▸ **ASSIGNED TASK**: When you reach the line containing "the white sky" in the entries below, start writing out each line exactly, and stop after the line containing "the background tree".

*** SUPPLIED MATERIAL ***

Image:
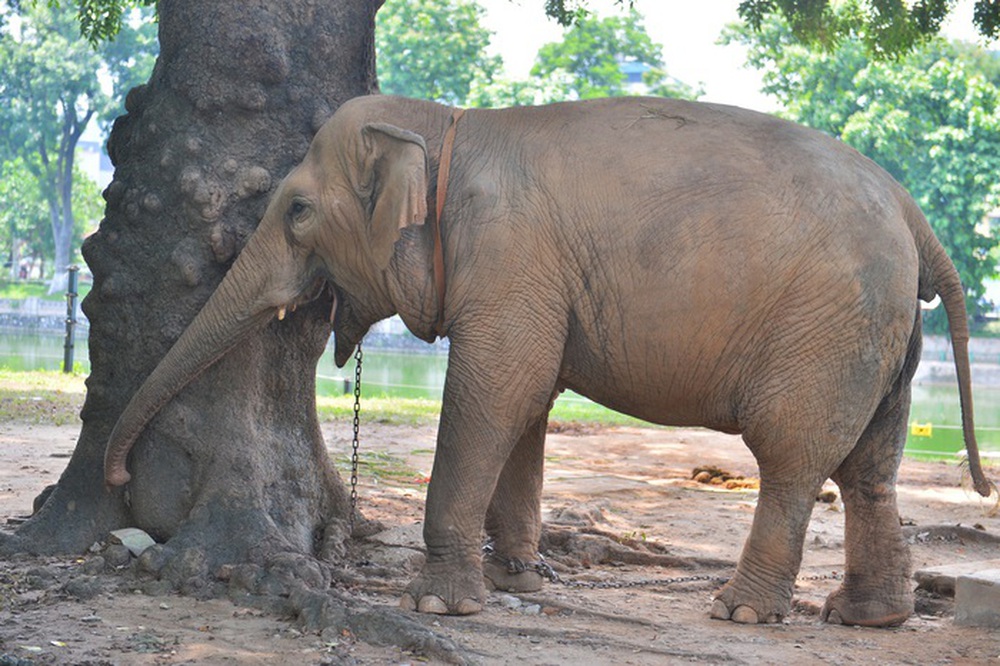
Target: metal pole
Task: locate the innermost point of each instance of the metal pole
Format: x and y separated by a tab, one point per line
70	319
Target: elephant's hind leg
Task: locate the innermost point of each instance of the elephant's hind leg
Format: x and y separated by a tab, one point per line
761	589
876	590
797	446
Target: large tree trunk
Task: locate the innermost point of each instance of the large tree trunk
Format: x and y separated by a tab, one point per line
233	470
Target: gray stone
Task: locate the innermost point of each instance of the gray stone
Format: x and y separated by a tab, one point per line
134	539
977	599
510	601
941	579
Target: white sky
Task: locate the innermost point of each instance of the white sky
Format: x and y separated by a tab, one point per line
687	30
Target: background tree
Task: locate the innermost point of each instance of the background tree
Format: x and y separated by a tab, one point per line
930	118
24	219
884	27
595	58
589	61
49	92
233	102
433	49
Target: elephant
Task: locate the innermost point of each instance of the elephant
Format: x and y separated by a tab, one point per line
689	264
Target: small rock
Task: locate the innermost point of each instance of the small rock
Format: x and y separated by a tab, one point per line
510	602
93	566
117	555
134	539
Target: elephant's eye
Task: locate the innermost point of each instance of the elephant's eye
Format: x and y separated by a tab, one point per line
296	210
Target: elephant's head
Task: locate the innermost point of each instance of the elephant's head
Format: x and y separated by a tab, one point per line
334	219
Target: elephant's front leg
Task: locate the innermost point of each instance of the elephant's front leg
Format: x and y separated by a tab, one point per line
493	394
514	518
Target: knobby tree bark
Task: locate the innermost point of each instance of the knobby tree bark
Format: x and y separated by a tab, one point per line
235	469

*** End of SUPPLIED MATERIAL ***
*** SUPPLIED MATERIAL ***

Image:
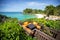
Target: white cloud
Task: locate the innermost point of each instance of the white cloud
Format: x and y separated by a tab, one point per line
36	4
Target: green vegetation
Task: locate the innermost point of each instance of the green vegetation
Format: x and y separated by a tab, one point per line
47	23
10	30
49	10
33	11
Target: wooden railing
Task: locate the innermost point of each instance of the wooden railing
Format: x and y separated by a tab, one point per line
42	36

*** End of SUPPLIED MATERIAL ***

▸ **ANSWER SPACE**:
Task: locate the innermost point of each instance of the white sky
Format: x and y separated by a tab, one point per line
687	30
Target: background tree
Task: locate the innermost point of each instance of the background tree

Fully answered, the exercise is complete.